Material

====

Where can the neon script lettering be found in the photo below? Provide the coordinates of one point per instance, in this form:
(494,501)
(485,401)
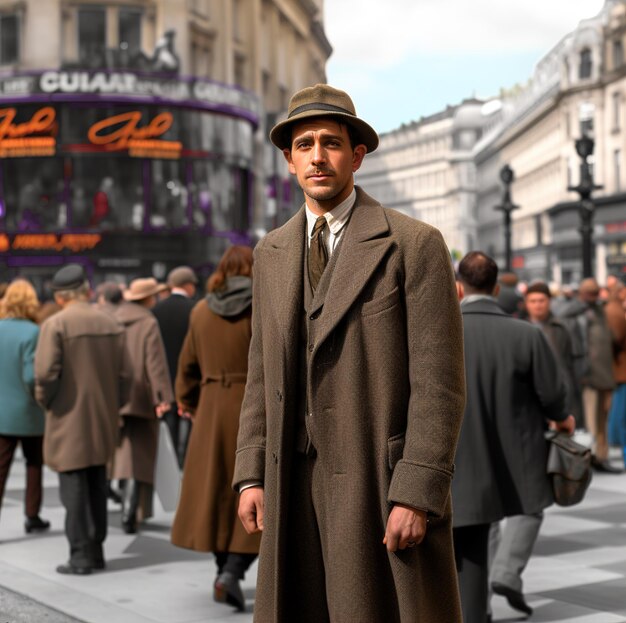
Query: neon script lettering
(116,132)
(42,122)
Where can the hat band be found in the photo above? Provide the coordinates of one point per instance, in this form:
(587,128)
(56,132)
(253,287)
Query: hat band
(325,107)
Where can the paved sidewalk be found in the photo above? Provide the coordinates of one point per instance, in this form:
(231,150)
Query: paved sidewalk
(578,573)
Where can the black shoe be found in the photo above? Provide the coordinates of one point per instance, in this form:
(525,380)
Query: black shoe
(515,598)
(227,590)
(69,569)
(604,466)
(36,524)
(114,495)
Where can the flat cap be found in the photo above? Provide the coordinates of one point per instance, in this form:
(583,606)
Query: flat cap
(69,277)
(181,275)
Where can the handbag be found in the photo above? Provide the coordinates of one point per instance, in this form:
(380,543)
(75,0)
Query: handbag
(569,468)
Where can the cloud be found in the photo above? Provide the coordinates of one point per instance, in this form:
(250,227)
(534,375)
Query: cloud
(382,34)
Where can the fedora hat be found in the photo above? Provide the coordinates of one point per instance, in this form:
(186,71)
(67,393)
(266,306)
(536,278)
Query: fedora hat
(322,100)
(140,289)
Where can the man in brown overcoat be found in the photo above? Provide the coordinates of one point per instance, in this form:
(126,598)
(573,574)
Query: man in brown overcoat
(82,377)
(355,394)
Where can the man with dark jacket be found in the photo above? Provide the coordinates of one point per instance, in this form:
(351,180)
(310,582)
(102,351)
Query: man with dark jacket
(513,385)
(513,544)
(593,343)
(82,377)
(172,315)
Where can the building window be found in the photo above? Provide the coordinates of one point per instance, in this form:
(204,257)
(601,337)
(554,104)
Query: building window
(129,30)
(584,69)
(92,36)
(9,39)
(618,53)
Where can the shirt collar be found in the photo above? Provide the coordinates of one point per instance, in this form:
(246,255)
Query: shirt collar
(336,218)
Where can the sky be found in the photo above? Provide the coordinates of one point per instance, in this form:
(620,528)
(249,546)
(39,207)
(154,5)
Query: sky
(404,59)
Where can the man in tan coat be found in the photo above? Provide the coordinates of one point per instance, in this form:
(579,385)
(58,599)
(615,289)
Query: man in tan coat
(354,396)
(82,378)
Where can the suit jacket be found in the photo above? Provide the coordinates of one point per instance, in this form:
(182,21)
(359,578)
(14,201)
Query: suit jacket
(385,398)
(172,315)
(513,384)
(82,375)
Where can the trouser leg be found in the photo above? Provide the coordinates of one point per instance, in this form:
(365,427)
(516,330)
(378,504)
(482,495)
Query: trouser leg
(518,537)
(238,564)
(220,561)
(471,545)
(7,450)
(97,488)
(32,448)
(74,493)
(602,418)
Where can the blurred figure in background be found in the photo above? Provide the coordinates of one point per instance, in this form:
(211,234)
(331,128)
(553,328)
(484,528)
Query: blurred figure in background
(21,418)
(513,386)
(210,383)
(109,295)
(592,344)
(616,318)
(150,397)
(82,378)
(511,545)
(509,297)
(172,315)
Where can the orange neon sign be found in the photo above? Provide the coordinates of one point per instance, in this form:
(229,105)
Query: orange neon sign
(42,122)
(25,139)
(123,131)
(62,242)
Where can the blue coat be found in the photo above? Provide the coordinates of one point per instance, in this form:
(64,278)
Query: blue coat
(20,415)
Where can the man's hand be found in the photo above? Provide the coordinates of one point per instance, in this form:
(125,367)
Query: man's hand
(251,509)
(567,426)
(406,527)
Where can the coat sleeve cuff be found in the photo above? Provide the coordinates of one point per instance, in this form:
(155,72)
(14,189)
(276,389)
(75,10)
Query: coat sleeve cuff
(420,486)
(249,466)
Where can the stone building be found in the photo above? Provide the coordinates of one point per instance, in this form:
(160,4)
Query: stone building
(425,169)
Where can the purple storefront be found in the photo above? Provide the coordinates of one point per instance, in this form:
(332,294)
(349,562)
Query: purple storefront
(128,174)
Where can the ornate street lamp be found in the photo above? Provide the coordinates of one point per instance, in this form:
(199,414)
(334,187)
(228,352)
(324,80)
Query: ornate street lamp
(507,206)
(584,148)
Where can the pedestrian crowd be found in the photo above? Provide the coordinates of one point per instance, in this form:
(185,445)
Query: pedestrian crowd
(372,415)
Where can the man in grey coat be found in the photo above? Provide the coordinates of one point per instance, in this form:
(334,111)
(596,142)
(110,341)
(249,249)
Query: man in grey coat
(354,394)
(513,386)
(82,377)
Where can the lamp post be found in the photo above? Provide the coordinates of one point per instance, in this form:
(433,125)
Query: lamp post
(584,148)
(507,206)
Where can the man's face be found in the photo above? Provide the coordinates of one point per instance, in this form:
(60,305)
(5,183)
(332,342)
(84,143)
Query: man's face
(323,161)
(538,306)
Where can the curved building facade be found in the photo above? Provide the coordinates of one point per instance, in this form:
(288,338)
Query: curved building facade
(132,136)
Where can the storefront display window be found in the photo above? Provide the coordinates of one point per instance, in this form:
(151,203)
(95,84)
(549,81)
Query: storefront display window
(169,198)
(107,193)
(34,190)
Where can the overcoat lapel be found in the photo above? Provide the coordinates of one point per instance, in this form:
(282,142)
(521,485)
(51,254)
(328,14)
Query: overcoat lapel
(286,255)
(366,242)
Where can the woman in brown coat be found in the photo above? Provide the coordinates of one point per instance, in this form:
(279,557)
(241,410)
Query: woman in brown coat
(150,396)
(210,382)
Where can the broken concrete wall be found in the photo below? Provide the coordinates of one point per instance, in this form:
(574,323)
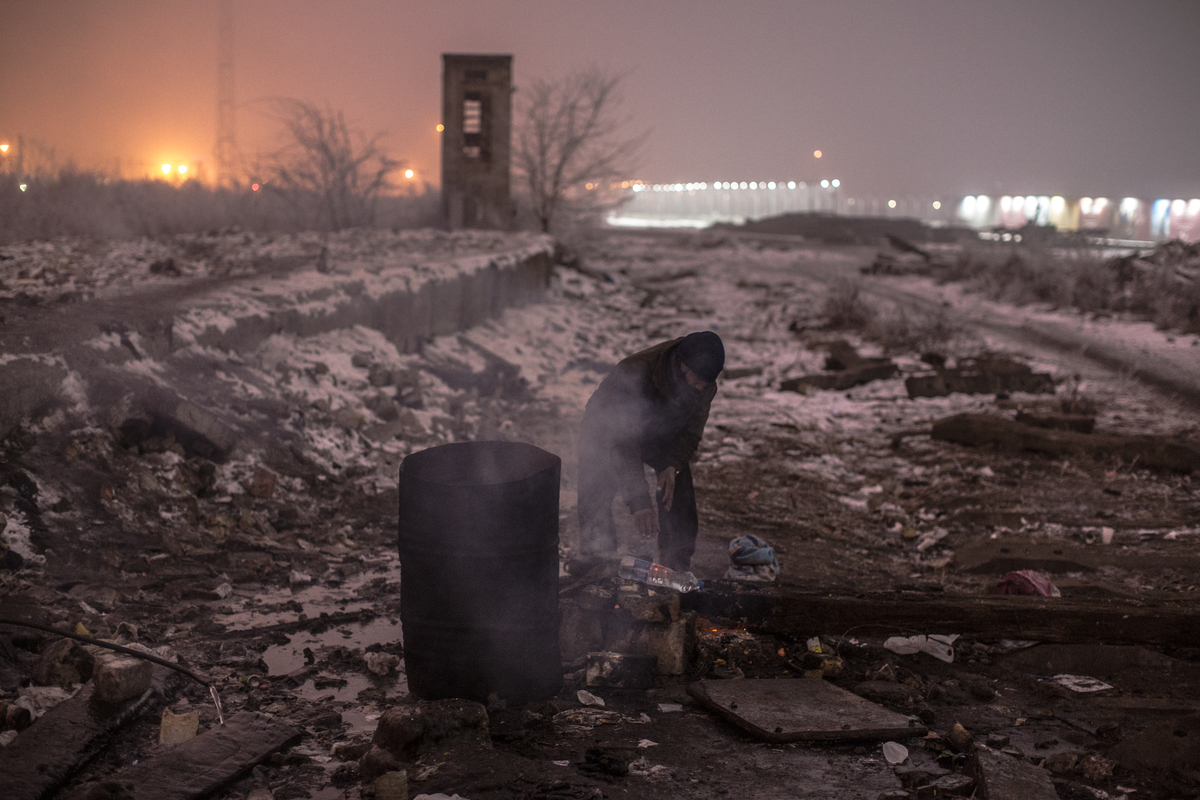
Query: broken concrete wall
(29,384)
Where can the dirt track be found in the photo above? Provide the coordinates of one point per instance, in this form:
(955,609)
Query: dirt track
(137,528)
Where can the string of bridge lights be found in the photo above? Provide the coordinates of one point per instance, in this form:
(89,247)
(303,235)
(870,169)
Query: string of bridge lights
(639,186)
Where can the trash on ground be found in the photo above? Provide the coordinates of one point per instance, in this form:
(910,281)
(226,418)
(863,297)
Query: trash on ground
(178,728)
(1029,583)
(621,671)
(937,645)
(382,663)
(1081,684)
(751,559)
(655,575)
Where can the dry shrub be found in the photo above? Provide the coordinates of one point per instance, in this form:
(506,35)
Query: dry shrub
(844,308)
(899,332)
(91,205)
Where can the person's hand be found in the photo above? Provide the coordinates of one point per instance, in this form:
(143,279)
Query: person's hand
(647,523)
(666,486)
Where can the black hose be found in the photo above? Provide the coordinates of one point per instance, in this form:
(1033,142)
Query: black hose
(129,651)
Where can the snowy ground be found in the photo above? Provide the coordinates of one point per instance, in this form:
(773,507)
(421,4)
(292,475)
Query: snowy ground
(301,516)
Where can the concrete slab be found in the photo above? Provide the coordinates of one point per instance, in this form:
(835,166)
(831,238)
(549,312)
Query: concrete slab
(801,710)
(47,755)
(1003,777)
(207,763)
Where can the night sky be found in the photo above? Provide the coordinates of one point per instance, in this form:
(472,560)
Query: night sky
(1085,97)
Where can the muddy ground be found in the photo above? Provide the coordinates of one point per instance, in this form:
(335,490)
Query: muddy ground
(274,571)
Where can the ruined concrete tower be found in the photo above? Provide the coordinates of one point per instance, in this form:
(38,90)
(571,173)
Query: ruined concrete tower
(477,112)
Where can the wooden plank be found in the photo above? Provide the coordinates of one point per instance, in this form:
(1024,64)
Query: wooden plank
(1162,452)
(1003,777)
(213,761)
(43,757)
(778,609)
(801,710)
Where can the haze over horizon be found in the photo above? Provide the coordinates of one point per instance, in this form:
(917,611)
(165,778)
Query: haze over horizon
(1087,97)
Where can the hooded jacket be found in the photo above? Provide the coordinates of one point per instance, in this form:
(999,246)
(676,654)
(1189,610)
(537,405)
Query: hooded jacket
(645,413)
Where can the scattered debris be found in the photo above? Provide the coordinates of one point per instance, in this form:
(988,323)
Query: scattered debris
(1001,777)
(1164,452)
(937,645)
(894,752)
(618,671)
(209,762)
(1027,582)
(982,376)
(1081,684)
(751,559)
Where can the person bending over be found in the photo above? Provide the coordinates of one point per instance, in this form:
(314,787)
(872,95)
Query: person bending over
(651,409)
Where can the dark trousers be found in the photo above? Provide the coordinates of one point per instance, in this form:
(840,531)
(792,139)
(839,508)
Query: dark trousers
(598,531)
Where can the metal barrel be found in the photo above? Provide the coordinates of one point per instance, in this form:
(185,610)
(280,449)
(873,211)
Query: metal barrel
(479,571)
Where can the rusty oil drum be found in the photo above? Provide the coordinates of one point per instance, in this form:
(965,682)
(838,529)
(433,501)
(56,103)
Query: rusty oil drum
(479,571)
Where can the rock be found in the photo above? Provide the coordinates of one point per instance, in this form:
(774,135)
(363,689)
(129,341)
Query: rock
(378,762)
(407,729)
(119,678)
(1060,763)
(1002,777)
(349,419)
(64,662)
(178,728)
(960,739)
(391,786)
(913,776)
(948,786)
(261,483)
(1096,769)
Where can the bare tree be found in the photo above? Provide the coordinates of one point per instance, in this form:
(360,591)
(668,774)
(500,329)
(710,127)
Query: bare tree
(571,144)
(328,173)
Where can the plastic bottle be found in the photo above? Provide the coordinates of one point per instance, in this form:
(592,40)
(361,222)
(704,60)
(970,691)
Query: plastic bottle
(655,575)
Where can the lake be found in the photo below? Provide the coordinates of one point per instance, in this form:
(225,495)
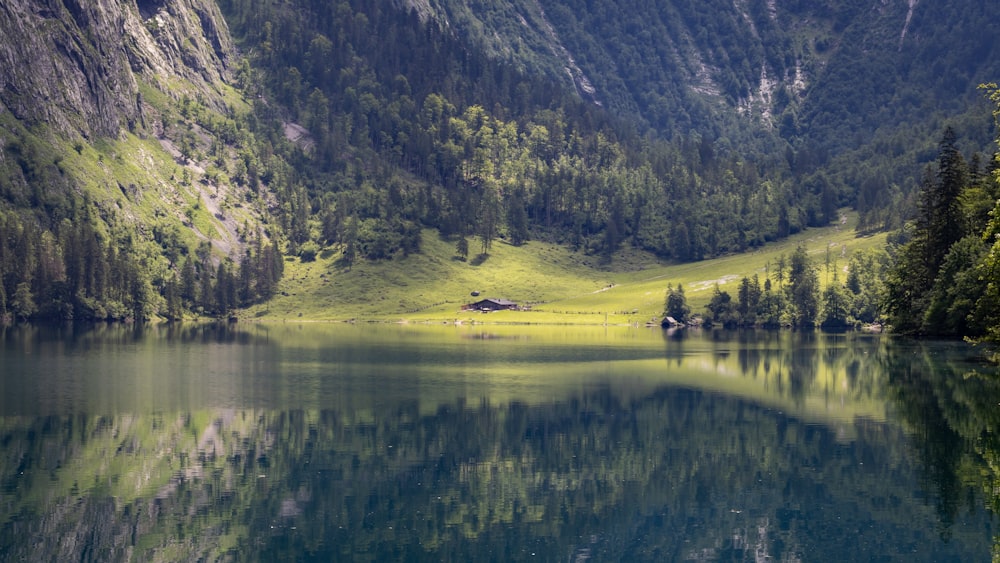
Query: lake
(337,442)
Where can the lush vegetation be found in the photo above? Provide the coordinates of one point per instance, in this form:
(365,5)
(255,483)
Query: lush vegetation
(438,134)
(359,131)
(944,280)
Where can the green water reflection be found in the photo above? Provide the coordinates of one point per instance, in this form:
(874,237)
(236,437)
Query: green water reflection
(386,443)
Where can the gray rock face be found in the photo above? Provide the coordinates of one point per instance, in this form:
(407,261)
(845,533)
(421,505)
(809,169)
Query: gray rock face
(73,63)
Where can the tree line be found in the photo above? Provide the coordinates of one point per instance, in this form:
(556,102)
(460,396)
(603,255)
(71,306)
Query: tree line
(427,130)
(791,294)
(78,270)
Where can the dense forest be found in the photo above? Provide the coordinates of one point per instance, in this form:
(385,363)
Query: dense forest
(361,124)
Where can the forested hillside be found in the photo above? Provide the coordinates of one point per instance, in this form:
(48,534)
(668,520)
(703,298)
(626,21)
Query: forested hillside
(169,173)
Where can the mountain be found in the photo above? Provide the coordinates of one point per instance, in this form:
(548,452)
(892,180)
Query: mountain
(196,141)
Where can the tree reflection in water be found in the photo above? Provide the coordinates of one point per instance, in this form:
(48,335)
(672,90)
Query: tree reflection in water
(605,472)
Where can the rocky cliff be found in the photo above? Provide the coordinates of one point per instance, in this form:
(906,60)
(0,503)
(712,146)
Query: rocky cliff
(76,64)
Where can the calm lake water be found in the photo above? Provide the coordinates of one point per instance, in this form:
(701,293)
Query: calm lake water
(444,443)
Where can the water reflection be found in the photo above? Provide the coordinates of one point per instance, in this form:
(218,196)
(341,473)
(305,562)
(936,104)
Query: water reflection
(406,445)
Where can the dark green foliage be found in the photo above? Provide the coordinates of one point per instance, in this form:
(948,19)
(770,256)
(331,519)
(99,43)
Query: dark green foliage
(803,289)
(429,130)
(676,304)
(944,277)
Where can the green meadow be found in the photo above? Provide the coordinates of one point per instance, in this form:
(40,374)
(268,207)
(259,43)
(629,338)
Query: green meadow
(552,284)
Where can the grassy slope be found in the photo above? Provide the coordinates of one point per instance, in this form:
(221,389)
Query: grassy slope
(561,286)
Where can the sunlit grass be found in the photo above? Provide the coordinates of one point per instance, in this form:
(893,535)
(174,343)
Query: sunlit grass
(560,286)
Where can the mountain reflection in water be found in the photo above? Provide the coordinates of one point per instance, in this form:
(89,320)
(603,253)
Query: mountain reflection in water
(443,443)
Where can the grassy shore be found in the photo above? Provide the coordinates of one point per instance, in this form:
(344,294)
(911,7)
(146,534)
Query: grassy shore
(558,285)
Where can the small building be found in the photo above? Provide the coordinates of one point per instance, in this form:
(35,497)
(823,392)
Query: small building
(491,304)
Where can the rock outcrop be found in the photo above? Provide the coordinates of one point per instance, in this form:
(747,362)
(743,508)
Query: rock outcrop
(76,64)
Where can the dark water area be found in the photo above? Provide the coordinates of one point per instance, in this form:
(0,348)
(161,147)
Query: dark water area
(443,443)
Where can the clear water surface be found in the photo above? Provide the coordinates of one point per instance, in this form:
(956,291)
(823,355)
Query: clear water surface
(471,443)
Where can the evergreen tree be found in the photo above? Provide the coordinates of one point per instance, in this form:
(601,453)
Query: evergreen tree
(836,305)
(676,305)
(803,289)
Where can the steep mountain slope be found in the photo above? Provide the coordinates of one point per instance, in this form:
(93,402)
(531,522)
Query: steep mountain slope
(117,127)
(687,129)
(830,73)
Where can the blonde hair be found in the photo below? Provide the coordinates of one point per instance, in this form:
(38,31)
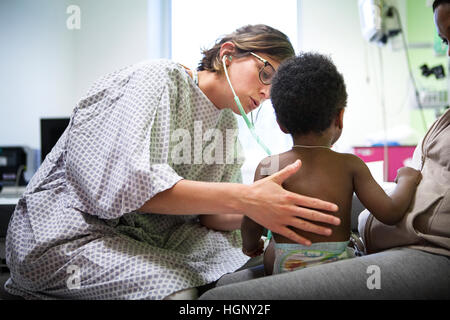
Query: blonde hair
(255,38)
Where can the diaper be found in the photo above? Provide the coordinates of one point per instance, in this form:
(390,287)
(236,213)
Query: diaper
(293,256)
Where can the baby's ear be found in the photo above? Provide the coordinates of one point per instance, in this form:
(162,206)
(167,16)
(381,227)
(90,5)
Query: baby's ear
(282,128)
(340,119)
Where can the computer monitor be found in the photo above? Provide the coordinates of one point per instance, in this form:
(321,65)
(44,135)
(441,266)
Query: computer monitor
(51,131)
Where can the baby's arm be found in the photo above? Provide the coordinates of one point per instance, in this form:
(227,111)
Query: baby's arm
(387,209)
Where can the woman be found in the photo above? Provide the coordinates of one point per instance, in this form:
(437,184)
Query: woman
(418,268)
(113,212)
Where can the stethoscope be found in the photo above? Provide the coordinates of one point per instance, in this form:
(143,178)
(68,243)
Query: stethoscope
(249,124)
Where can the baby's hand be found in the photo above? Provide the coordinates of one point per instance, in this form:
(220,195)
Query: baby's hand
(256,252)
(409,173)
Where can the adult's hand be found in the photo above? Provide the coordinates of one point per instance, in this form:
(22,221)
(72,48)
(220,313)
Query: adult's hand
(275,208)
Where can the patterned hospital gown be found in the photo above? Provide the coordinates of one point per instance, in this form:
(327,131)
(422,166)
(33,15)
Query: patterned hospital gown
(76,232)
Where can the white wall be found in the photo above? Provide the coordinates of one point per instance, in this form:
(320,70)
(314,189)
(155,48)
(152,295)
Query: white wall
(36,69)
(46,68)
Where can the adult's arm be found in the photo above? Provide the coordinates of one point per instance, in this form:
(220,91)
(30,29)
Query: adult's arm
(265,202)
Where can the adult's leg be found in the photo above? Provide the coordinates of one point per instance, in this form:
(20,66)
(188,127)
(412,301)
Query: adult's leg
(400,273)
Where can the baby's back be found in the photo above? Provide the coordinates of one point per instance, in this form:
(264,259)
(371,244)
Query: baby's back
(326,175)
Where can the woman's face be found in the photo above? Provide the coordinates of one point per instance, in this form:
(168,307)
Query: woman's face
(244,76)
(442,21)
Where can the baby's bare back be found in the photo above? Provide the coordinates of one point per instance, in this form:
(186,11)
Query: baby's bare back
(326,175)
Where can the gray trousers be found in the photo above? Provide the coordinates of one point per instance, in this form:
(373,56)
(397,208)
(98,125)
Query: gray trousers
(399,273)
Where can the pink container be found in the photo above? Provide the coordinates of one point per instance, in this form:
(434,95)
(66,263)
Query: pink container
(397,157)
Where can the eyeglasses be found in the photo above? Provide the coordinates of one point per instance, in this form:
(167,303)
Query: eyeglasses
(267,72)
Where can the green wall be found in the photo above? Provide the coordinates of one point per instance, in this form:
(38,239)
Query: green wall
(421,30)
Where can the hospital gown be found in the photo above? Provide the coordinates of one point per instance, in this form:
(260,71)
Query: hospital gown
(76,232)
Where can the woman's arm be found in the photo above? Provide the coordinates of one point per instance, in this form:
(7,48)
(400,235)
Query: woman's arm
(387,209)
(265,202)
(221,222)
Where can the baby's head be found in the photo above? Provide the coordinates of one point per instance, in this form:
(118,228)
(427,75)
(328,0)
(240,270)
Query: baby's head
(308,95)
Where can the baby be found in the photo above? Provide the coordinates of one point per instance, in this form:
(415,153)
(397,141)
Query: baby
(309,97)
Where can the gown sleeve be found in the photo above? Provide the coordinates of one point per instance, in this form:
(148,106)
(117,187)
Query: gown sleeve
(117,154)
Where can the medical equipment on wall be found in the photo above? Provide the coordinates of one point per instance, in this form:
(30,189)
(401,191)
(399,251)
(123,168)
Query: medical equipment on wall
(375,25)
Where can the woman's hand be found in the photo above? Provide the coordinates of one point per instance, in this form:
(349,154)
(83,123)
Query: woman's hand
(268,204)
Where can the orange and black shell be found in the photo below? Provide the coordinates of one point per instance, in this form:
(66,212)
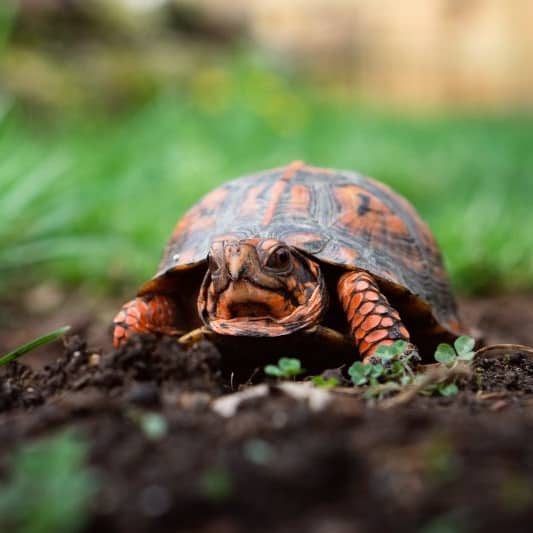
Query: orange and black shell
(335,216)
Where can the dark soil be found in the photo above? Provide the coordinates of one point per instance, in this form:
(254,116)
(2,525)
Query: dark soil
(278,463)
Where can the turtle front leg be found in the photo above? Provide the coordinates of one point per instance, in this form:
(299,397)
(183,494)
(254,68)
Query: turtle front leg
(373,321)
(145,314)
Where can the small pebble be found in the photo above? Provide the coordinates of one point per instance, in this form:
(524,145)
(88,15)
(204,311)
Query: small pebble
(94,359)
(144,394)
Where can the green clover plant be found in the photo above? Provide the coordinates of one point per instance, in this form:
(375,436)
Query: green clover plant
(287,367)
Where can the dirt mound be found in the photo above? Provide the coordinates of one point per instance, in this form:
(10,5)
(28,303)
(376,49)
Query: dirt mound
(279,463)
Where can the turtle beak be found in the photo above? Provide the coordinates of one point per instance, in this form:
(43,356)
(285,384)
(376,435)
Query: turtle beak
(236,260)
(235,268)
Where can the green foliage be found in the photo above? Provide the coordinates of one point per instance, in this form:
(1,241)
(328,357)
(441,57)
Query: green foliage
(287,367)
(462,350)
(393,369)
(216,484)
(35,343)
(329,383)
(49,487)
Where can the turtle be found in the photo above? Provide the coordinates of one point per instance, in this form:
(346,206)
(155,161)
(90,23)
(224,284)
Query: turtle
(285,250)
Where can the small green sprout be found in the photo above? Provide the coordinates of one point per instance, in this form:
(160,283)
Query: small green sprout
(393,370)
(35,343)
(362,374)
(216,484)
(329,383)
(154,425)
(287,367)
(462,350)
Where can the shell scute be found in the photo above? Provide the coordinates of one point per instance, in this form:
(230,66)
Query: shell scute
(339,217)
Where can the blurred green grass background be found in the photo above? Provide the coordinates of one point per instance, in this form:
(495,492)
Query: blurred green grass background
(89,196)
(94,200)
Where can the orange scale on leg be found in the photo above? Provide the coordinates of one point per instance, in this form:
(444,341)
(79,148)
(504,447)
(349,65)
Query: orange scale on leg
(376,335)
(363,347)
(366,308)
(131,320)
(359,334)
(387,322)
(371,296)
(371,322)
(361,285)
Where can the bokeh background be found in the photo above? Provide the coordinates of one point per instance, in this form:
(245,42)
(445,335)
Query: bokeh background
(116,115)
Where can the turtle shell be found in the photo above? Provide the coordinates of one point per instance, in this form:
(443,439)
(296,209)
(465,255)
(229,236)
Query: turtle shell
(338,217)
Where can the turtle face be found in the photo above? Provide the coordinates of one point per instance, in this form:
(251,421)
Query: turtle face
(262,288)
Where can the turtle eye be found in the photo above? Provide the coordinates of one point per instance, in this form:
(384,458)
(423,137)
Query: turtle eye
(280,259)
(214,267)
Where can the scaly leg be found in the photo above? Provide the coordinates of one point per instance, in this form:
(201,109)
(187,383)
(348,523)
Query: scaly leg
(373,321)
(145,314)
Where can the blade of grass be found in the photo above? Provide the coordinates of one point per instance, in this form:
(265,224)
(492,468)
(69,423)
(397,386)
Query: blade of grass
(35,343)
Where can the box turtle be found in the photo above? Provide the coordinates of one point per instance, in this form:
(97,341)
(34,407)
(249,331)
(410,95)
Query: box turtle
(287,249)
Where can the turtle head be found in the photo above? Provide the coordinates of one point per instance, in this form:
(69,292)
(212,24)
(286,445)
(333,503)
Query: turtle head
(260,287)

====

Task instructions
Repeat exactly, and only, the lines of the records above, starting with the line that contains "Where can the blade" and ending with the final line, both included.

Correct answer
Where can the blade of grass be found in the photo above? Provide the coordinates of one point per instance, in this form:
(265,224)
(492,468)
(69,423)
(397,386)
Query: blade of grass
(35,343)
Where can the box turtle be found in the photo above? Provide the coordinates of one point per instance, in this form:
(97,341)
(34,407)
(249,331)
(410,95)
Query: box turtle
(287,249)
Where can the turtle head be found in the photo above? Provide the coordinates of one point per instance, in this form:
(69,292)
(212,24)
(286,445)
(333,503)
Query: turtle head
(260,287)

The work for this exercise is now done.